# [DATA SECTION]
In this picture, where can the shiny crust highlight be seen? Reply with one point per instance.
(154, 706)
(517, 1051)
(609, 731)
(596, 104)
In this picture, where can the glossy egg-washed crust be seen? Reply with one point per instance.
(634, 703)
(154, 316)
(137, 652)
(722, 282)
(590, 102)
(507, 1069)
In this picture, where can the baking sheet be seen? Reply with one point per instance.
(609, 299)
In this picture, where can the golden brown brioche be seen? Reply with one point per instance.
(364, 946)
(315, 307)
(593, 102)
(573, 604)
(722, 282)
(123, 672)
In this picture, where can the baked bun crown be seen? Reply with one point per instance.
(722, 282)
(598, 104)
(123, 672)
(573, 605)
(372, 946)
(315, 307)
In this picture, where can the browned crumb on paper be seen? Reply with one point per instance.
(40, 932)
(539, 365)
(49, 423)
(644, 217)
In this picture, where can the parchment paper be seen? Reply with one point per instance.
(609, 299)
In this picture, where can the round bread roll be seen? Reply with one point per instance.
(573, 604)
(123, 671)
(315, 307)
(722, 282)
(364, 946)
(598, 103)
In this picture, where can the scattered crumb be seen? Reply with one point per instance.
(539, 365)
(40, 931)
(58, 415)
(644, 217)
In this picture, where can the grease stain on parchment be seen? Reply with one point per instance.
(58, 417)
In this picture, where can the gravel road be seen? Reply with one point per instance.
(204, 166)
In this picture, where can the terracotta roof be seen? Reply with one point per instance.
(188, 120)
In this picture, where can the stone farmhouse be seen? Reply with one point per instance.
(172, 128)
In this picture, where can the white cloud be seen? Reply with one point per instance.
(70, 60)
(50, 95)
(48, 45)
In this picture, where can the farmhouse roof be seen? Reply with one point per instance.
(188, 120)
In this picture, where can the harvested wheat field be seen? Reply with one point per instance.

# [GOAL]
Change "instance" to "occurrence" throughout the items above, and leave every other word unchanged.

# [WRITTEN SOLUTION]
In this picture, where can the shiny crust highlight be seen? Reply with one point per occurrence.
(154, 706)
(517, 1051)
(609, 731)
(596, 104)
In this picture, where can the glossy egg-washed crust be seen? Reply with one point per occurrence.
(634, 703)
(154, 316)
(137, 652)
(722, 282)
(590, 102)
(507, 1069)
In this picture, where can the baking sheet be seen? Reply with one point per occurrence.
(609, 299)
In this picture, where can the golden brown brioche be seen? Reply with one point per occurrence.
(364, 946)
(315, 307)
(593, 102)
(573, 604)
(722, 282)
(123, 672)
In this picture, where can the baked bun crown be seen? Reply with one point per occurrence.
(722, 282)
(598, 104)
(123, 672)
(573, 605)
(372, 946)
(315, 307)
In this picture, where can the browned crumb on paper be seen? Reply with one point per occurrence.
(40, 932)
(539, 365)
(49, 423)
(644, 217)
In this picture, where can the parchment paper be seen? Reply with one point per occurrence.
(609, 299)
In this picture, where can the round bread roll be seen? Reply with one point per occurrence.
(573, 604)
(123, 671)
(315, 307)
(722, 282)
(364, 946)
(598, 103)
In this picture, where can the scattered crumb be seen? Reply with one point per occurrence.
(539, 365)
(40, 931)
(58, 415)
(644, 217)
In this picture, where can the grease stain on parchment be seen? Reply with one point per occurrence.
(58, 417)
In this picture, where can the gravel road be seen? Reply with one point per occurrence.
(204, 166)
In this picture, where can the terracotta roof be seen? Reply with one point per occurrence.
(188, 120)
In this picture, where can the stone farmhouse be seen? Reply with one point per occurrence.
(172, 128)
In this picture, where can the white cloud be seen? Reply with one point per occurrence.
(70, 60)
(50, 95)
(48, 45)
In this picture, where can the farmhouse roof be seen? Reply with one point per occurrence.
(188, 120)
In this picture, where can the harvested wheat field be seen? Reply with one point per occurrence.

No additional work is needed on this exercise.